(DATA UNDER STUDY Opens)
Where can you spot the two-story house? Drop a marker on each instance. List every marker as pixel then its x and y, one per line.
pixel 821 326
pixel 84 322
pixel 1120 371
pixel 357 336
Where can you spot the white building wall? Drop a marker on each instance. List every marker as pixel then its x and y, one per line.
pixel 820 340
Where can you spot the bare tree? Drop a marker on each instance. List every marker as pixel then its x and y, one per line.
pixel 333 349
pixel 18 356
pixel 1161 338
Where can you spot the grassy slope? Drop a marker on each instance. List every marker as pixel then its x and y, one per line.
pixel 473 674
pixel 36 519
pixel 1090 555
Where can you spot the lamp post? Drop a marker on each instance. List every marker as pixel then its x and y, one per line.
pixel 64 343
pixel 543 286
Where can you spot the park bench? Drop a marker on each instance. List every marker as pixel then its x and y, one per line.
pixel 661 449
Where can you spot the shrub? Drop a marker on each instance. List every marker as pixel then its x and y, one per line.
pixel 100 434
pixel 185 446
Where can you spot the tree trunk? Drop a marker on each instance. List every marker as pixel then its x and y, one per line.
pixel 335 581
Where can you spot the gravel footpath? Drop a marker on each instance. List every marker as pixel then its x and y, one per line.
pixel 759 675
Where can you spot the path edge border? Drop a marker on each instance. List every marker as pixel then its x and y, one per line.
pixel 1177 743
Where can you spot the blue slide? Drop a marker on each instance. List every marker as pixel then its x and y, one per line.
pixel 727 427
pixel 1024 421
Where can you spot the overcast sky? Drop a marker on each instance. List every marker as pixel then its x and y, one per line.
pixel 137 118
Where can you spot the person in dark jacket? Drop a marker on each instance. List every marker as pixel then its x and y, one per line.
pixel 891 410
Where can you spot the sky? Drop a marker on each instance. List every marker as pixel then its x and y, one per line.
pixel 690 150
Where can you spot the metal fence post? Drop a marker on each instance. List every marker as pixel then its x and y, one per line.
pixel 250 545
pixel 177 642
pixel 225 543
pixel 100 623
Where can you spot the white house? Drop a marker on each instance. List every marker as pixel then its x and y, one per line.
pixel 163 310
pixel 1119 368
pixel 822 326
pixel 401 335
(DATA UNDER STUDY Closes)
● WORK ORDER: Exactness is what counts here: write out every record again.

● TASK RESPONSE:
Where can you spot the two-story house? Drop a marker on each instance. List every marker as pixel then its x and y, one per line.
pixel 821 326
pixel 84 322
pixel 1120 371
pixel 357 336
Where can you spot the white building wall? Drop a marker on each instance. List every marker as pixel then its x and y, one per line.
pixel 820 340
Where can you spot the bare tree? Drop a marker on each instance. List every marker as pixel then its x and y, one per line.
pixel 333 349
pixel 18 356
pixel 1161 338
Where can you spot the grassy slope? Drop a marker on each instance. List every marker as pixel then its x and y, one per line.
pixel 473 674
pixel 36 519
pixel 1090 555
Where can you spot the lamp post? Drop a marker on each instance. List every marker as pixel then its x and y, one per line.
pixel 64 343
pixel 543 286
Where can you spot the park bench? Drop a marker on each instance. List every marker as pixel then its x and y, one per line.
pixel 661 449
Where can you spot the shrub? Drop a marker on each instance. List every marker as pixel then its x and y, one per line.
pixel 100 434
pixel 185 446
Where can you spot the tree trunk? Drop a marker on each instance. List every marker as pixel then its x and y, one per line.
pixel 335 581
Where can you spot the gravel footpath? Drop a marker on each instance. List every marker as pixel then its x and y, one per line.
pixel 759 675
Where can you spot the path edge border? Drop a marker on each instance. List every marker as pixel then its x and y, one per line.
pixel 1177 743
Where can you spot the blue slide? Drop a marker on each instance. List every marker as pixel then its x and y, one per line.
pixel 727 427
pixel 1024 421
Where can you spot the overcast sky? Drop a marker on each instance. List every marker as pixel then its x and y, one per line.
pixel 137 118
Where can you spot the person in dark jacket? Drop a marker on each instance. List every marker as pixel then its x and y, one per line.
pixel 891 410
Where can you spot the sky? Drop a marker on each instance. List every marker as pixel then its x and y, one per line.
pixel 690 150
Where can you spot the metal fence post? Drop a marker on each instance. List every marker as pixel then its x and y, one per line.
pixel 250 545
pixel 177 642
pixel 225 543
pixel 100 623
Where can you spot the white house? Drop a marker on each instance. List every marker as pixel then its x and y, one per line.
pixel 163 310
pixel 1119 368
pixel 822 326
pixel 401 335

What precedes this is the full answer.